--- Excerpted passage Enclosed Below ---

How does a New York City pastry chef get involved in addressing the climate changes affecting our planet’s most remote locations? Albeit necessary, the “doom and gloom” messaging of climate change can feel overwhelming, leaving us confused about how to interact with our home. I am a fierce believer in using the excitement and attention around cakes to redirect conversation and inspire connection. Through desserts, we can literally consume science and information – and redirect our fears about climate change toward joy and celebration.

After making high-end cakes for luxury events and celebrity wedding clients, I tired of the blinding diamond rings, the over-the-top first birthday parties, and the pretty white cakes with flowers. I realized that while cakes captured the grandness of celebration, unity, and creativity, I craved the telling of larger stories: the international refugee crisis, women’s rights, and the ever-reduced support for environmental protection. I made the heart-wrenching decision to leave Brooklyn and start celebrating those protecting our public lands and wild spaces.

On New Year’s Eve in 2018, our chartered military C-130 landed in Antarctica and I immediately began my work as a sous chef for McMurdo Station, the largest research base on the continent. After-hours, scientists explained their work at public science lectures where their vivacious passion for microscopic diatoms, atmospheric photon counts, the sex lives of prehistoric fish, and satellite sea ice measurements only made sense to me by reformatting their data as cake layers, tiers, and fondant decorations. I saw their science in sugar, and I was enraptured. 

After my seasonal contract ended, I flew 10,000 miles north to Alaska and set up a makeshift art studio in an Antarctic janitor’s log cabin, which I had to myself while he worked on the North Slope. There, I shipped hundreds of dollars of fondant, tools, and cake decorating materials, and spent a full week researching paleontology, microbiology, glaciology, polar operations, and aerospace engineering. After reading scientific blogs, watching educational videos, and digging into Antarctic outreach articles, I began creating the cakes I had originally sketched out on the ice. By reimagining the images and personal stories shared during science teams’ lectures, I was able to make the vast abundance of research taking place at the bottom of the world completely edible. These cakes joyfully captured the attention of a national audience with the support of NPR, Forbes, and the Mystic Seaport Museum

But cakes are frivolous. Unnecessary. Easily done without. And, of course, the same arguments have been made about our environment. As political leaders push for greater access to oil, lumber, and profit, I wanted to dig deeper – to use desserts to celebrate the need for, and abundance of, our public lands – to make environmental conservation literally digestible. My friend and fellow pastry chef Rose Lawrence flew north from Los Angeles to meet me in Alaska, and we packed our backpacks and started hiking.

Making and burying ice cream in the snow overnight while camping atop Alaska’s Harding Icefield.

--- End of Enclosed Excerpted passage ---
--- Data extract Enclosed Below ---

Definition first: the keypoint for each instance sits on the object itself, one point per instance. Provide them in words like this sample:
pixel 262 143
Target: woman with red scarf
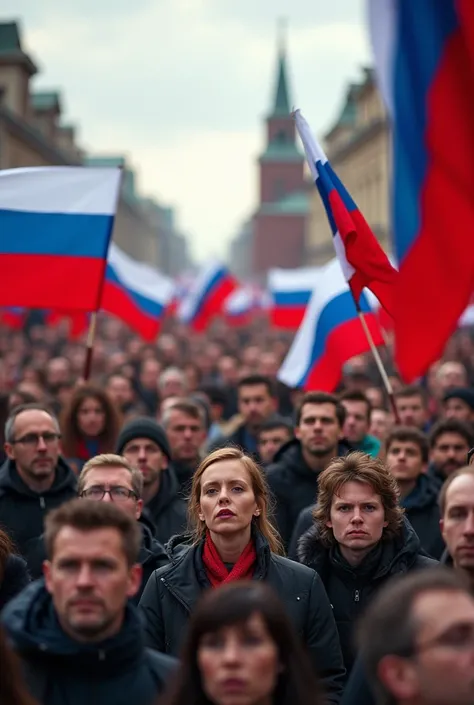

--- End of Enclosed Data extract ---

▶ Task to carry out
In the excerpted passage about science-themed cakes, condense the paragraph beginning "On New Year’s Eve in 2018" into a short bulleted list that keeps its main facts.

▶ Solution for this task
- On New Year's Eve in 2018, the writer's chartered military C-130 landed in Antarctica.
- The writer began work immediately as a sous chef at McMurdo Station, the largest research base on the continent.
- After hours, scientists explained their work at public science lectures. Topics included microscopic diatoms, atmospheric photon counts, the sex lives of prehistoric fish, and satellite sea ice measurements.
- The research made sense to the writer only when the data was reformatted as cake layers, tiers, and fondant decorations. Seeing the science in sugar left the writer enraptured.